- _ЗАДАНИЯ_:
1: Согласуются ли с фрагментом о контрфактивных суждениях следующие утверждения: (а) Юм предложил определение причинности в 1748 году; (б) Дэвид Льюис был философом из Оксфордского университета; (в) философы и ученые в основном обращали внимание на определение контрфактивности? На каждое ответьте «да» или «нет» и приведите решающие слова фрагмента дословно.
2: Перепишите часть фрагмента о контрфактивных суждениях, подставив «подсудимого» вместо «ответчика». Начните со слов «Читателей ждет приятный» и остановитесь после слов «причиной аномальной жары?».

- _ФРАГМЕНТ ТЕКСТА_:

Глава 8 поднимет вас на вершину лестницы, поскольку в ней рассматриваются контрфактивные суждения. Они считаются одной из необходимых составляющих причинности по меньшей мере с 1748 года, когда шотландский философ Дэвид Юм предложил для нее несколько искаженную дефиницию: «Мы можем определить причину как объект, за которым следует другой объект, если за всеми объектами, схожими с первым, следуют объекты, схожие со вторым. Или, другими словами, если бы не было первого объекта, второй бы не существовал». Дэвид Льюис, философ из Принстонского университета, умерший в 2001 году, указал, что на деле Юм дал не одно, а два определения: во-первых, регулярности (т. е. за причиной регулярно идет следствие) и, во-вторых, контрфактивности («если бы не было первого объекта…»). Хотя философы и ученые в основном обращали внимание на определение регулярности, Льюис предположил, что определение контрфактивности лучше сопрягается с человеческой интуицией: «Мы считаем причиной нечто, вызывающее перемену, и это перемена относительно того, что случилось бы без нее».
Читателей ждет приятный сюрприз: теперь мы можем отойти от научных дебатов и вычислить настоящее значение (или вероятность) для любого контрфактивного запроса — и неважно, насколько он изощрен. Особый интерес вызывают вопросы, связанные с необходимыми и достаточными причинами наблюдаемых событий. Например, насколько вероятно, что действие ответчика было неизбежной причиной травмы истца? Насколько вероятно, что изменения климата, вызванные человеком, являются достаточной причиной аномальной жары?

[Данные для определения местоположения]
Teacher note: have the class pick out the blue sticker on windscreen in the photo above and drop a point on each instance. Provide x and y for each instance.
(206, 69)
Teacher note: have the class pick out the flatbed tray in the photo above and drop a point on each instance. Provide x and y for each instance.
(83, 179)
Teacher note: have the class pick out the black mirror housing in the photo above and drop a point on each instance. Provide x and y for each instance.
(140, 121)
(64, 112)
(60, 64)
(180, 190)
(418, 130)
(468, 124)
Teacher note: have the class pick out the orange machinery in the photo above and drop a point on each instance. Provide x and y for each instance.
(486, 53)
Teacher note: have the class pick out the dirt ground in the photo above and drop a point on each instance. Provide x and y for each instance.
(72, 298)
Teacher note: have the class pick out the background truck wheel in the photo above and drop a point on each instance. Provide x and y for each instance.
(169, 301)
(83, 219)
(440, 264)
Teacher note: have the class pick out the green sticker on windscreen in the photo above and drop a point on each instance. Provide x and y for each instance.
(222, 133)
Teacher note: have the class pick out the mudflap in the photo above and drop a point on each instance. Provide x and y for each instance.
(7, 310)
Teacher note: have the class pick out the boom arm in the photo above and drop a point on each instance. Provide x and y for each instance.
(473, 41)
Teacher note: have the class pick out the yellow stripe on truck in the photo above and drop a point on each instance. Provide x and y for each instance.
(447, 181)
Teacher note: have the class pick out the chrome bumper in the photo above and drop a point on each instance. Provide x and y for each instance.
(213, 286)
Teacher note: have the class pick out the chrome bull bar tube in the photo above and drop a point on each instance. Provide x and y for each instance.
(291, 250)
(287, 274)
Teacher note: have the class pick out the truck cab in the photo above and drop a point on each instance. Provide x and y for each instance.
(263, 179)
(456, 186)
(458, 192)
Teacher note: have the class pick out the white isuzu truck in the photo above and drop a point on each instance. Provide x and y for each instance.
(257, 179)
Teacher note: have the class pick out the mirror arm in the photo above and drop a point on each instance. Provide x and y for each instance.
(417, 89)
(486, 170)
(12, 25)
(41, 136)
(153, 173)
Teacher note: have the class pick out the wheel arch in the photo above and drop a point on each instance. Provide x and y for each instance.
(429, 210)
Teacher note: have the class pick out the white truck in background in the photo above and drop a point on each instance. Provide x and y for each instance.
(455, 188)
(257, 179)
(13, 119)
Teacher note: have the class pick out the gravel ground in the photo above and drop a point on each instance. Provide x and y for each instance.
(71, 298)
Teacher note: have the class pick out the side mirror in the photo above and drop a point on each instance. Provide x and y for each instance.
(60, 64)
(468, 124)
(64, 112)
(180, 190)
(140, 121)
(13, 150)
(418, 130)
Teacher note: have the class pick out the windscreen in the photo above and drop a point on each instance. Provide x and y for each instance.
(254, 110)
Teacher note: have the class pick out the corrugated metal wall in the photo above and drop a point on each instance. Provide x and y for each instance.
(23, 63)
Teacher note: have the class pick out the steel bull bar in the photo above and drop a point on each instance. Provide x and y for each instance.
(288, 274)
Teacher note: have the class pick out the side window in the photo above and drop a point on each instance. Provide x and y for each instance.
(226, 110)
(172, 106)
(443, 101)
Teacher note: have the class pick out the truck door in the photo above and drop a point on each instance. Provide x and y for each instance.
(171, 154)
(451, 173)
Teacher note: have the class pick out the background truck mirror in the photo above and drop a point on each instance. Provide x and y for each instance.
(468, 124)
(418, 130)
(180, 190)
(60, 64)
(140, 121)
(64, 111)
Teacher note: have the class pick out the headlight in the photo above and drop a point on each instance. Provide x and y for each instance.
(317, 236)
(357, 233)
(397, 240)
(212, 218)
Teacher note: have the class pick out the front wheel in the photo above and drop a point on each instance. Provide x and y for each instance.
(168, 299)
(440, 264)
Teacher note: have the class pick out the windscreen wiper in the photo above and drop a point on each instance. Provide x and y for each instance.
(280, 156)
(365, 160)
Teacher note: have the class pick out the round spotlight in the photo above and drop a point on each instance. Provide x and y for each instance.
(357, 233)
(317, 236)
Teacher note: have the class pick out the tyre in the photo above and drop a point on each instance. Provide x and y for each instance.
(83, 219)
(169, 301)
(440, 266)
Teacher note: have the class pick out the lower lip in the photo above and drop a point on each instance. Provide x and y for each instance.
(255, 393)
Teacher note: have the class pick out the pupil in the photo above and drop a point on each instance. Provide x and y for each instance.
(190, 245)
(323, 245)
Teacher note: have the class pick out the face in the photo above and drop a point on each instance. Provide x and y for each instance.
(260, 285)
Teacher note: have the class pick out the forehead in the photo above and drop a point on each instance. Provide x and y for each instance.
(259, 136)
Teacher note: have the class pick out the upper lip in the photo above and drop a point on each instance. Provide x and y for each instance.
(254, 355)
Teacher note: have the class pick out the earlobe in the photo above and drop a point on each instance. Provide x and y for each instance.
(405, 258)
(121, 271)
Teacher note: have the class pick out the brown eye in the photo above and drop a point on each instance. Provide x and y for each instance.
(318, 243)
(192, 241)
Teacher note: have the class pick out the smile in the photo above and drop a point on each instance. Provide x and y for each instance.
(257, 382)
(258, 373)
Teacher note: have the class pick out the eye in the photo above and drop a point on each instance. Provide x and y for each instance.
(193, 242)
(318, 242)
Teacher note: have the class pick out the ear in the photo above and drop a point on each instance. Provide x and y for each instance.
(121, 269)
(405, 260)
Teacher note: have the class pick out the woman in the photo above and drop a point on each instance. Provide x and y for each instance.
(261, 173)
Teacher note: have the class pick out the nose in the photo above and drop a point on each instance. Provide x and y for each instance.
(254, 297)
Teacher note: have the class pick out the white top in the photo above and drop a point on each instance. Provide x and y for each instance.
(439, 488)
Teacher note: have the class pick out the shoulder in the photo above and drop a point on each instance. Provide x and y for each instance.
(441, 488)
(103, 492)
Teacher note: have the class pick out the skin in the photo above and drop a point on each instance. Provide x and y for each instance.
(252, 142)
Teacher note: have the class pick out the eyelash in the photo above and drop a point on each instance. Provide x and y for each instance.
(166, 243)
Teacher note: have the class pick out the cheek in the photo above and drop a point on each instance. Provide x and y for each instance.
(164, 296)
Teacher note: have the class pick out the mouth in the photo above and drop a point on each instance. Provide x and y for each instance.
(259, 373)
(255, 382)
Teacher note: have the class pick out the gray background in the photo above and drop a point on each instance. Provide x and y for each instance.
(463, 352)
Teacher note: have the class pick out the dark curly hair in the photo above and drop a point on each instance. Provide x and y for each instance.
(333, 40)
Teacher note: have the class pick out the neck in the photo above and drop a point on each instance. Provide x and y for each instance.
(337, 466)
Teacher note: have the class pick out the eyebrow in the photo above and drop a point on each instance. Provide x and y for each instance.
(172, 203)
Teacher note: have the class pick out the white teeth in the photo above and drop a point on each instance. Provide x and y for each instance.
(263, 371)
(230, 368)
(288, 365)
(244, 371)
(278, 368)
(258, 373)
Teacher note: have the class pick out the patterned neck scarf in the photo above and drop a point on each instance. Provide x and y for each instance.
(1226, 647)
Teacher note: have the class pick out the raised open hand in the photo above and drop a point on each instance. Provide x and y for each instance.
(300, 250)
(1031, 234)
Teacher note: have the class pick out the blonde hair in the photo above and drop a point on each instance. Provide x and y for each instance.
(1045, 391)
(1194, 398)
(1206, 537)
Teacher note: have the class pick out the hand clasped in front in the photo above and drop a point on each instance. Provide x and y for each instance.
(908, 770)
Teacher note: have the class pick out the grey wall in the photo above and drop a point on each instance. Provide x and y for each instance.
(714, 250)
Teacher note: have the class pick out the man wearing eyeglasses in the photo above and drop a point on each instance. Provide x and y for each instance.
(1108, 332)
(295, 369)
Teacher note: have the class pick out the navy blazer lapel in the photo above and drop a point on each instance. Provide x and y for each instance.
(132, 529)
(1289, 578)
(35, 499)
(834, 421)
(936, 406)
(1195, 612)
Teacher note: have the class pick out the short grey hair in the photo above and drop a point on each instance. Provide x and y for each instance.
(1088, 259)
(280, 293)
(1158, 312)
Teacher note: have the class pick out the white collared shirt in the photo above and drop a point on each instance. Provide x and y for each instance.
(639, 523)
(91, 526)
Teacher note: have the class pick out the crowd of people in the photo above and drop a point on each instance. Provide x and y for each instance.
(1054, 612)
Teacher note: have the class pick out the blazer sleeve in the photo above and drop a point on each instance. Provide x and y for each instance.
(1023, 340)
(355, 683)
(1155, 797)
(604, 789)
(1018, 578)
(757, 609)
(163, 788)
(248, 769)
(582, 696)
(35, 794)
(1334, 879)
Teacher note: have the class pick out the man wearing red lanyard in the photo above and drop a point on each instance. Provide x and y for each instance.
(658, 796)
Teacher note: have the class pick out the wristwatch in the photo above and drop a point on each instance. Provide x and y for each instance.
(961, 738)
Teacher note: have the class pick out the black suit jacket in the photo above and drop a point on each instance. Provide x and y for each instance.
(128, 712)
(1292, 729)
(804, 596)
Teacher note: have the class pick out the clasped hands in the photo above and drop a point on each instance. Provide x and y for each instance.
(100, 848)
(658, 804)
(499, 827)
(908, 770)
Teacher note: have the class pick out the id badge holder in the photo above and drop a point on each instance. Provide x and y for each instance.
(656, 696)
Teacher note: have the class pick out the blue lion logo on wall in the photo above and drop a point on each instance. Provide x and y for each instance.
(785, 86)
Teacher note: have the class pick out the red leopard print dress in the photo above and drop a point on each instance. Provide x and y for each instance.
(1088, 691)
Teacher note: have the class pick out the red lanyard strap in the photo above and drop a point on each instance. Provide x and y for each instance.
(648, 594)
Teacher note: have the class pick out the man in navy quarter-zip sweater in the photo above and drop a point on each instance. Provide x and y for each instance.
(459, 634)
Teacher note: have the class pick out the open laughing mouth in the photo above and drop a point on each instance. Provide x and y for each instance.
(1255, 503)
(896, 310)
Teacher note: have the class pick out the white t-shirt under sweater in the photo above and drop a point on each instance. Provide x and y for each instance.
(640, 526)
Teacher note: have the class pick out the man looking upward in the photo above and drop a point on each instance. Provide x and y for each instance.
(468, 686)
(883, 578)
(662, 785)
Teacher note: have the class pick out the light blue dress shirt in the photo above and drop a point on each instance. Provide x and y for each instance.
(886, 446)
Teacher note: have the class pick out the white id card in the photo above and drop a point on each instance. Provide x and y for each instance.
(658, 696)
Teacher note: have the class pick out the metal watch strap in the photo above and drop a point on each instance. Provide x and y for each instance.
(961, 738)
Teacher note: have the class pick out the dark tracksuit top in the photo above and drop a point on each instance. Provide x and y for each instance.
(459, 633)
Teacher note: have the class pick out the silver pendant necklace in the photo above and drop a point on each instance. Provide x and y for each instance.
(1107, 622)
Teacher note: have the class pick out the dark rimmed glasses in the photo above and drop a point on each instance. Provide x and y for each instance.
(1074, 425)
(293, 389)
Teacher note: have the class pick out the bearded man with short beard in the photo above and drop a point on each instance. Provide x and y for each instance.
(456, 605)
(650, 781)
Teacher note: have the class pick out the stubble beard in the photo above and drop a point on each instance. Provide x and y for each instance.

- _ОТВЕТЫ К ЗАДАНИЯМ_:
1:
(а) Да: «с 1748 года, когда шотландский философ Дэвид Юм предложил для нее несколько искаженную дефиницию».
(б) Нет: «Дэвид Льюис, философ из Принстонского университета».
(в) Нет: «философы и ученые в основном обращали внимание на определение регулярности».

2:
Читателей ждет приятный сюрприз: теперь мы можем отойти от научных дебатов и вычислить настоящее значение (или вероятность) для любого контрфактивного запроса — и неважно, насколько он изощрен. Особый интерес вызывают вопросы, связанные с необходимыми и достаточными причинами наблюдаемых событий. Например, насколько вероятно, что действие подсудимого было неизбежной причиной травмы истца? Насколько вероятно, что изменения климата, вызванные человеком, являются достаточной причиной аномальной жары?